§ REQUIREMENT
Pictures do not belong in the copy; quote every entry below exactly.

(Records drawn from a dataset)
══════════════════════════════

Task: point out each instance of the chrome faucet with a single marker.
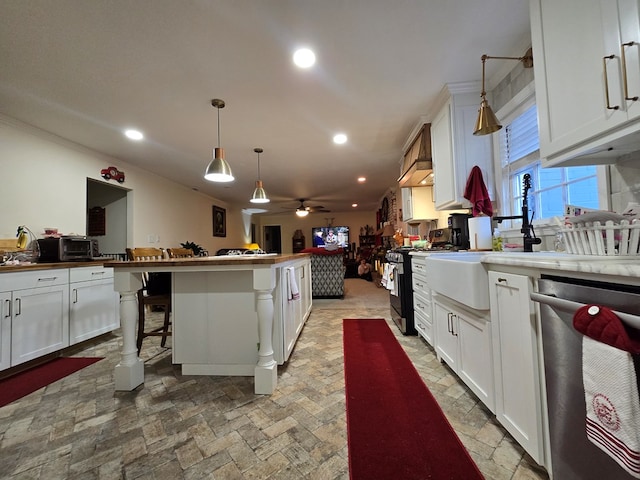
(529, 235)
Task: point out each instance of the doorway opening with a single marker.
(107, 215)
(272, 239)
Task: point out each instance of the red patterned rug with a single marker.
(396, 429)
(24, 383)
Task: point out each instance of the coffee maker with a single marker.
(459, 226)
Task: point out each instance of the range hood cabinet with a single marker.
(418, 165)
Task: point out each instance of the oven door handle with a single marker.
(572, 307)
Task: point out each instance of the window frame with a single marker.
(506, 114)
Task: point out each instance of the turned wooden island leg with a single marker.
(129, 373)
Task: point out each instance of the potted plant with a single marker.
(198, 251)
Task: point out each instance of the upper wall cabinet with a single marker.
(455, 149)
(586, 60)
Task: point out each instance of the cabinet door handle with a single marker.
(624, 71)
(606, 82)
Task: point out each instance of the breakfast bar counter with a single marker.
(222, 314)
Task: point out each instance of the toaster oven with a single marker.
(65, 249)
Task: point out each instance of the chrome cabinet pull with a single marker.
(606, 82)
(624, 71)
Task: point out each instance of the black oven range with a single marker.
(402, 303)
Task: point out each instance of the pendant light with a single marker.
(218, 169)
(259, 195)
(487, 122)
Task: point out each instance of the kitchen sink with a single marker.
(460, 276)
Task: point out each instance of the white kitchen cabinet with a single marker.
(422, 307)
(455, 149)
(5, 330)
(93, 305)
(578, 47)
(463, 341)
(515, 361)
(294, 312)
(39, 308)
(417, 204)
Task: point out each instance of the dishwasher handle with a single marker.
(569, 306)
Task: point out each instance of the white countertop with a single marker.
(558, 262)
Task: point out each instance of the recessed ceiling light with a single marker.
(304, 58)
(134, 134)
(339, 138)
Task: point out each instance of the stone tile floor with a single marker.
(192, 427)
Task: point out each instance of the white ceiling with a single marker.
(86, 70)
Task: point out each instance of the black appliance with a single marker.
(402, 303)
(458, 223)
(65, 249)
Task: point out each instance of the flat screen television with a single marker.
(323, 236)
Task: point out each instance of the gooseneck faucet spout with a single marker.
(529, 235)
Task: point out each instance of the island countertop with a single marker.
(221, 260)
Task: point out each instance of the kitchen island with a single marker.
(226, 312)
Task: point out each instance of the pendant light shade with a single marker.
(259, 195)
(487, 122)
(218, 169)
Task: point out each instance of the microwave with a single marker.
(65, 249)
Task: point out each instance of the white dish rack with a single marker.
(608, 239)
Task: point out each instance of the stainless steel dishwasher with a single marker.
(573, 456)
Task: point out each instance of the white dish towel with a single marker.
(610, 387)
(294, 293)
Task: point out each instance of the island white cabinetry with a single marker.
(93, 304)
(422, 308)
(215, 312)
(517, 376)
(463, 341)
(5, 330)
(294, 311)
(37, 306)
(455, 149)
(585, 56)
(417, 204)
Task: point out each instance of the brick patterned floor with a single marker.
(194, 427)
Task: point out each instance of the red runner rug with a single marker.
(24, 383)
(395, 427)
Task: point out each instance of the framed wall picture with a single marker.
(219, 222)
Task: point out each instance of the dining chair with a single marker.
(155, 292)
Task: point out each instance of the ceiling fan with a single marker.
(304, 210)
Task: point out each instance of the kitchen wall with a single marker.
(289, 222)
(44, 184)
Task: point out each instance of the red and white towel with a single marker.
(476, 192)
(610, 385)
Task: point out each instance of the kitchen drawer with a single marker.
(418, 266)
(422, 304)
(424, 326)
(85, 274)
(419, 282)
(26, 280)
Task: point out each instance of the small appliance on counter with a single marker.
(458, 223)
(65, 249)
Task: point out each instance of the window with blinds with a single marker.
(552, 188)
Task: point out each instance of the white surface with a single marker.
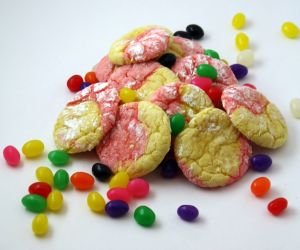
(44, 42)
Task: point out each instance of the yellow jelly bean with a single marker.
(96, 202)
(33, 148)
(120, 179)
(242, 41)
(55, 200)
(127, 95)
(40, 224)
(239, 21)
(44, 174)
(290, 30)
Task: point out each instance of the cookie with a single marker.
(145, 78)
(140, 45)
(210, 151)
(182, 47)
(186, 99)
(139, 141)
(254, 116)
(87, 118)
(185, 69)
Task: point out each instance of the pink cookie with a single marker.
(185, 69)
(186, 99)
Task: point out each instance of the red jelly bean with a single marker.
(74, 83)
(82, 181)
(277, 206)
(90, 77)
(11, 155)
(40, 188)
(260, 186)
(249, 85)
(203, 83)
(119, 194)
(139, 188)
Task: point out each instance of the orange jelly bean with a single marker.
(82, 181)
(90, 77)
(260, 186)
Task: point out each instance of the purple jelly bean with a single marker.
(239, 70)
(116, 208)
(188, 212)
(260, 162)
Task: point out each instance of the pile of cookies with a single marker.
(160, 68)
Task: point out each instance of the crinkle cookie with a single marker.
(140, 45)
(186, 99)
(87, 118)
(185, 69)
(210, 151)
(254, 116)
(139, 141)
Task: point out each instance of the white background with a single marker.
(42, 43)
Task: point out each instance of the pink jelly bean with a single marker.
(203, 83)
(139, 188)
(119, 194)
(11, 155)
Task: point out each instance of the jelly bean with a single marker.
(239, 21)
(249, 85)
(290, 30)
(44, 174)
(183, 34)
(40, 188)
(138, 188)
(40, 224)
(260, 162)
(177, 123)
(11, 155)
(58, 157)
(61, 179)
(127, 95)
(206, 70)
(33, 148)
(116, 208)
(295, 107)
(246, 57)
(55, 201)
(169, 169)
(144, 216)
(119, 194)
(277, 206)
(239, 70)
(96, 202)
(120, 179)
(90, 77)
(34, 203)
(167, 60)
(195, 31)
(188, 212)
(203, 83)
(84, 85)
(211, 53)
(74, 83)
(242, 41)
(260, 186)
(82, 181)
(101, 172)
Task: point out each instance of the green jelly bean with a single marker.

══════════════════════════════

§ ANSWER FOR THIS EXERCISE
Task: point out each instance of the chrome faucet with a single marker.
(529, 235)
Task: point out each instance of the doorway opening with a single marker.
(107, 215)
(272, 239)
Task: point out each instance of the red patterned rug with a single marker.
(396, 429)
(24, 383)
Task: point out each instance of the coffee maker with a single marker.
(459, 226)
Task: point out each instance of the range hood cabinet with a single marker.
(418, 165)
Task: point out each instance of the oven door handle with a single marker.
(572, 307)
Task: point out each instance of the window frame with a single marker.
(506, 114)
Task: point out each instance of the turned wooden island leg with a single marker.
(129, 373)
Task: point out each instance of the potted plant with a single marker.
(198, 251)
Task: point out each instance of the upper wall cabinet with a single marker.
(455, 149)
(586, 60)
Task: point out each instance of the cabinet door handle with a single marker.
(624, 71)
(606, 82)
Task: point out each instance of the breakfast bar counter with a single marker.
(222, 314)
Task: point out each instance of the toaster oven with a single marker.
(65, 249)
Task: point out each instance of the chrome cabinet pull with a single marker.
(606, 82)
(624, 71)
Task: point out each instance of the black oven range with a single marker.
(402, 303)
Task: point out each instance of the pendant light with a single marker.
(218, 169)
(259, 195)
(487, 122)
Task: point out each instance of the kitchen sink with a single marker.
(460, 276)
Task: point out each instance of the white kitchen cabinet with a single marker.
(422, 307)
(455, 149)
(5, 330)
(93, 305)
(578, 47)
(463, 341)
(515, 361)
(294, 312)
(39, 308)
(417, 204)
Task: point out each instance of the dishwasher handle with a single marker.
(569, 306)
Task: point out each instance of the white countertop with a single marker.
(558, 262)
Task: point out each instance of the recessed ceiling light with a single marker.
(304, 58)
(134, 134)
(339, 138)
Task: point out each instance of the stone tile floor with a single marker.
(192, 427)
Task: point out each instance of the white ceiling with a single marker.
(86, 70)
Task: point out each instance of the black appliance with a single marker.
(402, 303)
(458, 223)
(65, 249)
Task: point out each instance of the flat screen television with a single marker.
(323, 236)
Task: point out each instance of the gooseneck faucet spout with a single marker.
(529, 235)
Task: point out each instance of the island countertop with a single marker.
(221, 260)
Task: point out each instance of the kitchen island with a single marker.
(226, 312)
Task: point out each instance of the pendant light shade with a single marker.
(259, 195)
(487, 122)
(218, 169)
Task: point out each instance of the microwave with a single marker.
(65, 249)
Task: point out each instance of the white dish rack with a single marker.
(608, 239)
Task: point out each instance of the stainless steel dishwasher with a single marker.
(573, 456)
Task: point out each instance of the white dish towel with a single marker.
(610, 387)
(294, 293)
Task: point out each instance of the island white cabinetry with a single marker.
(93, 304)
(422, 308)
(215, 312)
(517, 376)
(463, 341)
(5, 330)
(294, 311)
(37, 306)
(455, 149)
(585, 56)
(417, 204)
Task: point out each instance of the brick patterned floor with a single marker.
(194, 427)
Task: point out each instance of the red runner rug with a single marker.
(24, 383)
(395, 427)
Task: point out each instance of the framed wall picture with a single marker.
(219, 222)
Task: point out each instance of the dining chair with a single marker.
(155, 292)
Task: point out each instance of the ceiling fan with a single marker.
(304, 210)
Task: point out each instance of the kitchen wall with a single marker.
(289, 222)
(44, 184)
Task: point out each instance of the red and white towel with a single marker.
(476, 192)
(610, 385)
Task: point out each instance of the kitchen drawer with a single marker.
(418, 266)
(422, 304)
(424, 326)
(85, 274)
(419, 282)
(26, 280)
Task: point out each instance of the small appliance on counter with a single marker.
(458, 223)
(65, 249)
Task: point out each instance of the window with blinds with a single marker.
(552, 188)
Task: point out each instance of the white surface with a single marker.
(44, 42)
Task: point out each instance of the yellow jelly bean with a single marker.
(96, 202)
(33, 148)
(120, 179)
(242, 41)
(55, 200)
(127, 95)
(40, 224)
(239, 21)
(44, 174)
(290, 30)
Task: point out each instance of the cookie with a single marker.
(145, 78)
(140, 45)
(210, 151)
(182, 47)
(186, 99)
(139, 141)
(254, 116)
(87, 118)
(185, 69)
Task: point out each instance of the pink cookie with a single marker.
(185, 69)
(186, 99)
Task: point out each instance of the red jelly bean with a single marker.
(74, 83)
(82, 181)
(277, 206)
(90, 77)
(11, 155)
(40, 188)
(260, 186)
(249, 85)
(203, 83)
(119, 194)
(139, 188)
Task: point out each instance of the orange jelly bean with a single marker.
(82, 181)
(90, 77)
(260, 186)
Task: point out each instance of the purple jelly bean with a single marker.
(239, 70)
(116, 208)
(188, 212)
(260, 162)
Task: point out each instance of the pile of cookies with a single marker.
(160, 68)
Task: point out each instance of the crinkle cookie with a single marker.
(140, 45)
(186, 99)
(87, 118)
(185, 69)
(210, 151)
(254, 116)
(139, 141)
Task: point out each instance of the white background with a single marker.
(42, 43)
Task: point out each instance of the pink jelly bean with a single marker.
(203, 83)
(139, 188)
(119, 194)
(11, 155)
Task: point out each instance of the jelly bean with a single marker.
(239, 21)
(249, 85)
(290, 30)
(44, 174)
(183, 34)
(40, 188)
(138, 188)
(40, 224)
(260, 162)
(177, 123)
(11, 155)
(58, 157)
(61, 179)
(127, 95)
(206, 70)
(33, 148)
(116, 208)
(295, 107)
(246, 57)
(55, 201)
(169, 169)
(144, 216)
(119, 194)
(277, 206)
(239, 70)
(96, 202)
(120, 179)
(90, 77)
(34, 203)
(167, 60)
(195, 31)
(188, 212)
(203, 83)
(84, 85)
(211, 53)
(74, 83)
(242, 41)
(260, 186)
(82, 181)
(101, 172)
Task: point out each instance of the green jelly bean with a single marker.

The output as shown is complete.